* What you have to do
Starting at the line that contains "of the black" and ending at the line that contains "Query: black tire", the lines below are to be given again exactly, with nothing added.

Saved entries
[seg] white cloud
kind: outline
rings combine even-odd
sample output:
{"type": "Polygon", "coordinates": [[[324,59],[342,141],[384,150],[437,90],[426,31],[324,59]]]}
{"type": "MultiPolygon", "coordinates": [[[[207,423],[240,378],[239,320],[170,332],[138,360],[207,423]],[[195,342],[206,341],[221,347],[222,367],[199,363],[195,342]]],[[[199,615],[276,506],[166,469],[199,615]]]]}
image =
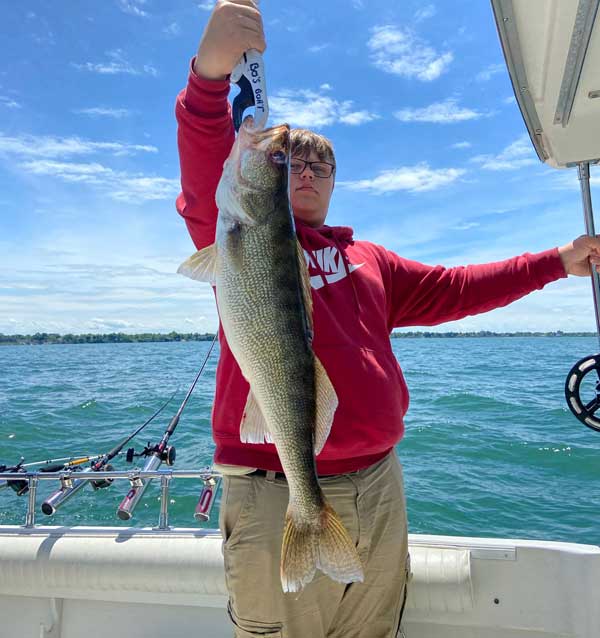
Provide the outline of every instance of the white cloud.
{"type": "Polygon", "coordinates": [[[215,7],[215,3],[213,0],[205,0],[205,2],[201,2],[198,5],[198,9],[202,9],[202,11],[212,11],[215,7]]]}
{"type": "Polygon", "coordinates": [[[339,102],[310,90],[284,90],[269,97],[271,116],[300,128],[322,128],[335,123],[356,126],[378,119],[369,111],[353,110],[353,102],[339,102]]]}
{"type": "Polygon", "coordinates": [[[0,153],[25,157],[56,158],[108,152],[113,155],[132,155],[137,152],[156,153],[155,146],[124,142],[92,142],[79,137],[51,137],[21,135],[10,137],[0,133],[0,153]]]}
{"type": "Polygon", "coordinates": [[[111,197],[121,202],[140,202],[150,200],[173,201],[181,190],[179,179],[167,177],[129,176],[119,174],[120,183],[111,190],[111,197]]]}
{"type": "Polygon", "coordinates": [[[506,71],[506,66],[504,64],[490,64],[488,67],[480,71],[475,79],[478,82],[488,82],[492,79],[494,75],[498,73],[504,73],[506,71]]]}
{"type": "Polygon", "coordinates": [[[0,106],[4,106],[7,109],[20,109],[21,105],[10,97],[0,95],[0,106]]]}
{"type": "Polygon", "coordinates": [[[451,52],[438,53],[408,29],[391,25],[372,29],[367,46],[378,69],[422,82],[440,77],[454,59],[451,52]]]}
{"type": "Polygon", "coordinates": [[[106,55],[111,58],[110,62],[85,62],[83,64],[71,62],[71,65],[81,71],[99,73],[100,75],[152,75],[157,76],[158,71],[150,64],[143,64],[140,67],[133,66],[128,62],[121,49],[107,51],[106,55]]]}
{"type": "Polygon", "coordinates": [[[114,330],[128,330],[134,327],[131,321],[124,321],[123,319],[103,319],[94,317],[90,319],[89,323],[92,330],[96,331],[114,331],[114,330]]]}
{"type": "Polygon", "coordinates": [[[375,195],[396,191],[420,193],[448,186],[465,172],[458,168],[432,169],[427,163],[421,163],[386,170],[373,179],[339,182],[339,186],[352,191],[369,191],[375,195]]]}
{"type": "Polygon", "coordinates": [[[452,144],[450,148],[461,149],[461,148],[471,148],[471,146],[473,146],[471,142],[456,142],[456,144],[452,144]]]}
{"type": "Polygon", "coordinates": [[[436,13],[437,9],[435,8],[435,5],[427,4],[415,13],[415,22],[422,22],[423,20],[433,18],[436,13]]]}
{"type": "Polygon", "coordinates": [[[22,162],[19,166],[30,175],[46,175],[69,183],[94,186],[118,202],[173,200],[180,190],[178,179],[114,171],[97,162],[82,164],[44,159],[22,162]]]}
{"type": "Polygon", "coordinates": [[[171,22],[171,24],[163,29],[163,33],[174,38],[181,33],[181,27],[177,22],[171,22]]]}
{"type": "Polygon", "coordinates": [[[60,177],[66,182],[101,184],[107,177],[114,175],[112,169],[97,163],[78,164],[53,160],[31,160],[22,162],[19,166],[29,174],[60,177]]]}
{"type": "Polygon", "coordinates": [[[148,14],[141,8],[146,4],[146,0],[117,0],[117,6],[123,13],[132,16],[145,18],[148,14]]]}
{"type": "Polygon", "coordinates": [[[504,104],[516,104],[517,98],[514,95],[510,95],[509,97],[505,97],[502,102],[504,102],[504,104]]]}
{"type": "MultiPolygon", "coordinates": [[[[590,186],[599,186],[600,187],[600,173],[594,173],[595,167],[592,166],[590,168],[590,186]]],[[[579,179],[577,178],[577,172],[575,169],[567,170],[567,171],[559,171],[558,175],[557,171],[552,170],[552,180],[553,184],[559,189],[574,189],[580,190],[581,185],[579,183],[579,179]]]]}
{"type": "Polygon", "coordinates": [[[154,241],[140,236],[137,224],[123,223],[123,237],[101,227],[84,235],[50,233],[31,252],[11,256],[11,267],[0,272],[0,332],[189,332],[191,313],[192,330],[214,330],[210,286],[176,274],[185,253],[147,256],[140,244],[154,241]],[[51,254],[52,243],[73,252],[51,254]]]}
{"type": "Polygon", "coordinates": [[[401,109],[394,113],[401,122],[433,122],[435,124],[452,124],[466,120],[477,120],[486,117],[485,113],[458,106],[453,98],[430,104],[421,109],[401,109]]]}
{"type": "Polygon", "coordinates": [[[308,47],[308,52],[309,53],[320,53],[321,51],[327,49],[329,46],[331,46],[330,44],[315,44],[312,47],[308,47]]]}
{"type": "Polygon", "coordinates": [[[479,222],[461,222],[456,226],[451,226],[451,230],[470,230],[471,228],[477,228],[481,224],[479,222]]]}
{"type": "Polygon", "coordinates": [[[352,0],[352,6],[355,9],[364,9],[365,8],[364,0],[352,0]]]}
{"type": "Polygon", "coordinates": [[[489,171],[513,171],[538,163],[527,134],[521,135],[498,155],[477,155],[471,161],[489,171]]]}
{"type": "Polygon", "coordinates": [[[373,113],[369,113],[368,111],[353,111],[347,115],[342,115],[340,117],[340,122],[342,124],[349,124],[350,126],[358,126],[359,124],[372,122],[375,119],[378,119],[378,116],[373,113]]]}
{"type": "Polygon", "coordinates": [[[88,109],[73,109],[73,113],[89,115],[90,117],[113,117],[115,119],[121,119],[122,117],[129,117],[132,111],[129,109],[113,109],[96,106],[88,109]]]}

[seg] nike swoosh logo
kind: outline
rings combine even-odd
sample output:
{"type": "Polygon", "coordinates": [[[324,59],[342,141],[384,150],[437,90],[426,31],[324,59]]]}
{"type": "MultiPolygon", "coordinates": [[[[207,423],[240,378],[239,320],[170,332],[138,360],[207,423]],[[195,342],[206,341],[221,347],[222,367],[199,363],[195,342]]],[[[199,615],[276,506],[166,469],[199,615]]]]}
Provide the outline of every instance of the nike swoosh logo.
{"type": "MultiPolygon", "coordinates": [[[[361,266],[364,266],[364,262],[362,264],[350,264],[350,272],[354,272],[358,270],[361,266]]],[[[330,275],[312,275],[310,278],[310,285],[315,290],[322,288],[325,285],[325,281],[323,281],[323,277],[327,281],[328,284],[334,284],[336,281],[340,281],[344,277],[347,276],[347,272],[345,268],[338,270],[337,272],[331,273],[330,275]]]]}

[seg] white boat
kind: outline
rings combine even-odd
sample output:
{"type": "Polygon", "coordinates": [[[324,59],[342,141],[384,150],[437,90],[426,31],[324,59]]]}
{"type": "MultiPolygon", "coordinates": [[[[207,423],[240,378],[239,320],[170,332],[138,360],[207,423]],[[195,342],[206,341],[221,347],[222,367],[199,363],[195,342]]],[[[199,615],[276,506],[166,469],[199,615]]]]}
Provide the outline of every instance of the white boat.
{"type": "MultiPolygon", "coordinates": [[[[599,5],[492,0],[552,166],[600,158],[599,5]]],[[[231,636],[220,533],[168,528],[162,514],[164,529],[0,526],[0,638],[231,636]]],[[[410,535],[409,549],[408,638],[600,637],[597,546],[410,535]]]]}
{"type": "MultiPolygon", "coordinates": [[[[597,638],[600,548],[409,536],[408,638],[597,638]]],[[[218,531],[0,527],[2,638],[229,638],[218,531]]]]}

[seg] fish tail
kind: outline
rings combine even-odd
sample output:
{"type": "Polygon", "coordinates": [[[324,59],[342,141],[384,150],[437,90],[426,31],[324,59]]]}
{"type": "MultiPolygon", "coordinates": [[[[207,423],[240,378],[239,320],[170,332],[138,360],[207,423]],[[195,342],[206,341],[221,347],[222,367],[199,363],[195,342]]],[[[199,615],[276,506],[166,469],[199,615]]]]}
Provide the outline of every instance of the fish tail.
{"type": "Polygon", "coordinates": [[[281,549],[283,591],[300,591],[313,579],[317,567],[340,583],[364,580],[354,543],[335,510],[327,503],[317,525],[298,524],[288,512],[281,549]]]}

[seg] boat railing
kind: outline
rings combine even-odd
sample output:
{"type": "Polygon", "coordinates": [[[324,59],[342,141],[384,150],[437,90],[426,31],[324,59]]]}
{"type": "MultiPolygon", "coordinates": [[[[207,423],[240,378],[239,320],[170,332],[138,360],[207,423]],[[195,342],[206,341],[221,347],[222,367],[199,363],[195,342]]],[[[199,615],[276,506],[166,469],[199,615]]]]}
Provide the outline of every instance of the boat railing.
{"type": "Polygon", "coordinates": [[[13,487],[19,494],[28,494],[27,512],[25,515],[26,529],[36,527],[35,510],[37,505],[37,491],[40,481],[59,481],[60,489],[47,498],[42,504],[42,512],[54,514],[56,509],[70,498],[86,483],[91,482],[94,489],[108,487],[114,480],[128,480],[130,490],[119,505],[117,515],[122,520],[131,518],[135,505],[141,494],[153,479],[160,479],[160,514],[158,526],[155,530],[169,530],[169,487],[174,479],[200,479],[202,490],[194,518],[197,521],[208,521],[210,511],[221,481],[221,474],[206,468],[203,470],[144,470],[134,468],[122,471],[93,471],[89,468],[78,470],[61,470],[58,472],[0,472],[0,490],[13,487]],[[13,484],[13,485],[11,485],[13,484]],[[16,484],[16,486],[15,486],[16,484]]]}

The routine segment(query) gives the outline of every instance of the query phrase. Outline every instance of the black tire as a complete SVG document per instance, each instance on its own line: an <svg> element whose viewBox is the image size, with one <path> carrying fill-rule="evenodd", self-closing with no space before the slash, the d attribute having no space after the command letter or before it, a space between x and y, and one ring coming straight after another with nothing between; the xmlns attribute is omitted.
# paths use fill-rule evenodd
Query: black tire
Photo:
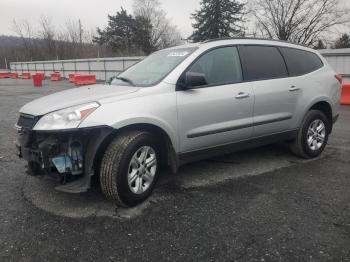
<svg viewBox="0 0 350 262"><path fill-rule="evenodd" d="M156 154L156 173L148 189L135 194L128 184L131 158L143 146L150 146ZM107 147L102 158L100 185L106 197L117 206L135 206L146 200L152 193L158 179L160 167L159 145L155 137L144 131L131 131L118 135Z"/></svg>
<svg viewBox="0 0 350 262"><path fill-rule="evenodd" d="M316 120L321 120L324 123L325 138L324 138L323 145L320 148L316 150L312 150L307 142L307 133L310 125ZM331 123L327 119L326 115L319 110L310 110L306 114L303 120L303 123L301 125L301 128L298 131L298 135L296 139L290 143L291 151L296 156L299 156L305 159L318 157L323 152L323 150L327 145L328 135L330 130L331 130Z"/></svg>

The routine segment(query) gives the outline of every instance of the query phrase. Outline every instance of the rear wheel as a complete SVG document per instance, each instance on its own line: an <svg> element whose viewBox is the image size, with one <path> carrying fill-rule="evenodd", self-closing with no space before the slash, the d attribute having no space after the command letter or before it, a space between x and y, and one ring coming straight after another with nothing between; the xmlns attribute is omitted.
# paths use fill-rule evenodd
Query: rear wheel
<svg viewBox="0 0 350 262"><path fill-rule="evenodd" d="M319 110L310 110L304 118L297 138L291 143L291 150L297 156L314 158L319 156L328 142L330 123Z"/></svg>
<svg viewBox="0 0 350 262"><path fill-rule="evenodd" d="M149 197L160 166L159 146L148 132L133 131L116 137L101 163L100 184L108 199L135 206Z"/></svg>

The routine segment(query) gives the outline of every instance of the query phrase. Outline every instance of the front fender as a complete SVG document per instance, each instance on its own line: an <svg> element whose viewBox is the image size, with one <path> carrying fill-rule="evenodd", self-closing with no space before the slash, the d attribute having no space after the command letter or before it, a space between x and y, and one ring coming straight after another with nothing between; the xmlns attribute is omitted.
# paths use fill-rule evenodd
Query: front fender
<svg viewBox="0 0 350 262"><path fill-rule="evenodd" d="M135 124L153 125L168 135L175 151L178 152L176 94L165 91L160 94L104 103L89 115L80 127L107 125L118 130Z"/></svg>
<svg viewBox="0 0 350 262"><path fill-rule="evenodd" d="M137 124L149 124L156 127L161 128L170 138L170 141L175 149L176 152L178 152L178 136L176 135L176 131L173 127L171 127L166 121L154 118L151 116L138 116L138 117L132 117L128 119L122 119L120 121L117 121L111 126L114 129L121 129L130 125L137 125Z"/></svg>

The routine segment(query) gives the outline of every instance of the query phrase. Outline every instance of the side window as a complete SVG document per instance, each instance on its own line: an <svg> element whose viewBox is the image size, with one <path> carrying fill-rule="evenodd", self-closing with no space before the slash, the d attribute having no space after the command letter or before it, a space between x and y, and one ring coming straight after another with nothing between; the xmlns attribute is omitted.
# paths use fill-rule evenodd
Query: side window
<svg viewBox="0 0 350 262"><path fill-rule="evenodd" d="M242 82L242 69L236 47L218 48L201 56L188 70L205 75L208 85Z"/></svg>
<svg viewBox="0 0 350 262"><path fill-rule="evenodd" d="M290 76L305 75L323 66L321 59L314 53L287 47L282 47L281 52Z"/></svg>
<svg viewBox="0 0 350 262"><path fill-rule="evenodd" d="M271 46L240 46L243 75L246 81L288 77L280 51Z"/></svg>

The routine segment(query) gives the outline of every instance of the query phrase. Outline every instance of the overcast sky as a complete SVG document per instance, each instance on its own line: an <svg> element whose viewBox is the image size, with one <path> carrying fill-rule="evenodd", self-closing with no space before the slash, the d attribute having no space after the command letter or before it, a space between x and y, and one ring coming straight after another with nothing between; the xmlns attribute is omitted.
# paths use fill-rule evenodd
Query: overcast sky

* Solution to the problem
The routine segment(query) gives the outline of every instance of the query phrase. Outline every instance of the black tire as a complete SVG document per instance, each instance on its own line: an <svg> element whose viewBox is the image size, with one <path> carrying fill-rule="evenodd", self-closing with no space before the slash, the d attribute having no space after the command letter or before it, a space between x and y, and one ring coming straight after another with nothing between; the xmlns attribute is omitted.
# paths use fill-rule evenodd
Query: black tire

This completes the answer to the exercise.